• _Page extract_
——————
# Something Off with this Gibson



## BlueRocker (Jan 5, 2020)

No serial number, possible cracked neck, guy dropped his price $1000 in one day

2007 Gibson LesPaul Black Beauty Guitar | Guitars | Thunder Bay | Kijiji


----------



## tomee2 (Feb 27, 2017)

Black Beauty is nice nickname but that's not a Custom if they're implying that. Might be a guitar of the week Classic Antique or Classic Custom (whatever they're called) with an added pickup?
Definitely something to see in person, those areas you point out are a concern.


----------



## BlueRocker (Jan 5, 2020)

tomee2 said:


> Black Beauty is nice nickname but that's not a Custom if they're implying that. Might be a guitar of the week Classic Antique or Classic Custom (whatever they're called) with an added pickup?
> Definitely something to see in person, those areas you point out are a concern.


I was thinking classic custom as well, but didn't think there was a three pickup version of that.


----------



## SingleCoil (May 13, 2021)

His photos are very bad and it's not very easy to photograph the serial number when it's a black guitar and that might look like a headstock repair or just reflection . When you have doubts, ask for a phone number and ask the seller all the questions and ask for more photos.


----------



## sulphur (Jun 2, 2011)
——————
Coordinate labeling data
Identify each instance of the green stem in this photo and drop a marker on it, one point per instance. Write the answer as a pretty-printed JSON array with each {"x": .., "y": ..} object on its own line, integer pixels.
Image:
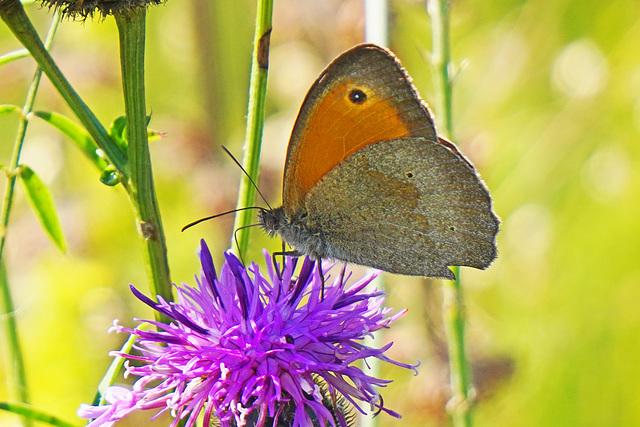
[
  {"x": 140, "y": 187},
  {"x": 255, "y": 121},
  {"x": 453, "y": 306},
  {"x": 14, "y": 358},
  {"x": 16, "y": 19}
]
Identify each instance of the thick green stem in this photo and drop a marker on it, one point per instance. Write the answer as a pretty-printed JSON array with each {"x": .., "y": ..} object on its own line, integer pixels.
[
  {"x": 255, "y": 121},
  {"x": 453, "y": 307},
  {"x": 16, "y": 19},
  {"x": 131, "y": 27}
]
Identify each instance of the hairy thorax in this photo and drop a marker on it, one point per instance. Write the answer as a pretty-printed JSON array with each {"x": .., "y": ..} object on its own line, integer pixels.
[{"x": 296, "y": 232}]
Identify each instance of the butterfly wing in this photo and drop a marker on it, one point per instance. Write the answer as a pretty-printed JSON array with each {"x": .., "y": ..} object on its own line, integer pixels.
[
  {"x": 362, "y": 97},
  {"x": 411, "y": 206}
]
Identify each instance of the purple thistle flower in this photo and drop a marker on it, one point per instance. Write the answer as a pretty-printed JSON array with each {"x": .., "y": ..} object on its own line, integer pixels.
[{"x": 245, "y": 349}]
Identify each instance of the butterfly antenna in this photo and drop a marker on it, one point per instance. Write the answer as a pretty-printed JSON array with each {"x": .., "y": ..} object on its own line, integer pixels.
[
  {"x": 207, "y": 218},
  {"x": 235, "y": 238},
  {"x": 319, "y": 264},
  {"x": 246, "y": 174}
]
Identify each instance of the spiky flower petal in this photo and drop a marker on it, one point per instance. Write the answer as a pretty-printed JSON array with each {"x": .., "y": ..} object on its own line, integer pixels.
[{"x": 246, "y": 348}]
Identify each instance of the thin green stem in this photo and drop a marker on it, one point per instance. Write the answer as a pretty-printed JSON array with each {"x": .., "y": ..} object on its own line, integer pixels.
[
  {"x": 453, "y": 306},
  {"x": 14, "y": 358},
  {"x": 14, "y": 16},
  {"x": 255, "y": 121},
  {"x": 140, "y": 187}
]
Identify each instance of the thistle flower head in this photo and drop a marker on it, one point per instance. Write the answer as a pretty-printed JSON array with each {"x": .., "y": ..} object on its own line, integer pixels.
[
  {"x": 88, "y": 8},
  {"x": 250, "y": 349}
]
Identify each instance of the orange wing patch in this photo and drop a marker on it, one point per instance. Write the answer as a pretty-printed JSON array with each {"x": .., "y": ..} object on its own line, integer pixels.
[{"x": 347, "y": 118}]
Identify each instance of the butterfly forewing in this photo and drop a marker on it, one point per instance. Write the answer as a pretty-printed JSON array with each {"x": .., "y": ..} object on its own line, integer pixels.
[{"x": 363, "y": 96}]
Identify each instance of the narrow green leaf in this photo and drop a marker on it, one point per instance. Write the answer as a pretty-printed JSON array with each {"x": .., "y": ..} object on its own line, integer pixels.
[
  {"x": 34, "y": 414},
  {"x": 43, "y": 205},
  {"x": 12, "y": 56},
  {"x": 8, "y": 108},
  {"x": 78, "y": 135},
  {"x": 112, "y": 373}
]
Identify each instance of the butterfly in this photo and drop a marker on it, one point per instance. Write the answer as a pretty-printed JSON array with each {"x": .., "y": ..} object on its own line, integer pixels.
[{"x": 367, "y": 180}]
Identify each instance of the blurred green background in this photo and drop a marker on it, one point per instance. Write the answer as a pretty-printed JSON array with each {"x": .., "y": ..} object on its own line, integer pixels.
[{"x": 546, "y": 105}]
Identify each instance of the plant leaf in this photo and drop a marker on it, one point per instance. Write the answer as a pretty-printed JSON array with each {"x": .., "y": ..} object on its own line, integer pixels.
[
  {"x": 43, "y": 205},
  {"x": 8, "y": 108},
  {"x": 78, "y": 135},
  {"x": 12, "y": 56}
]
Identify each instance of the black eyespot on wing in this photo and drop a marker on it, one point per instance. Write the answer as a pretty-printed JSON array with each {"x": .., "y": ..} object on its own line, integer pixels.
[{"x": 357, "y": 96}]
——————
• _Set task 1_
Name every distinct username that heads a post in the Gibson forum thread, listing each only once.
• _Set task 2_
Transcribe a passage from the Gibson forum thread, beginning with the words "## SingleCoil (May" and ending after "for more photos.".
• _Set task 3_
Pick up the Gibson forum thread where it stops and carry it on.

• _Task answer 1_
BlueRocker
tomee2
SingleCoil
sulphur

• _Task answer 2_
## SingleCoil (May 13, 2021)

His photos are very bad and it's not very easy to photograph the serial number when it's a black guitar and that might look like a headstock repair or just reflection . When you have doubts, ask for a phone number and ask the seller all the questions and ask for more photos.

• _Task answer 3_
tomee2 said:


> Black Beauty is nice nickname but that's not a Custom if they're implying that. Might be a guitar of the week Classic Antique or Classic Custom (whatever they're called) with an added pickup?
> Definitely something to see in person, those areas you point out are a concern.


That was the year for the GOTW, look at the nineth guitar down here...









Feast Your Eyes on Gibson


This year Gibson introduced its groundbreaking Guitar of the Week program. Each a week a new guitar, in a limited edition run of 400, is unveiled, and when they're sold, they are gone for good. From favorite, historically accurate Gibson designs no longer in production to exciting new models...




legacy.gibson.com


----------



## BlueRocker (Jan 5, 2020)

sulphur said:


> That was the year for the GOTW, look at the nineth guitar down here...
> 
> 
> 
> ...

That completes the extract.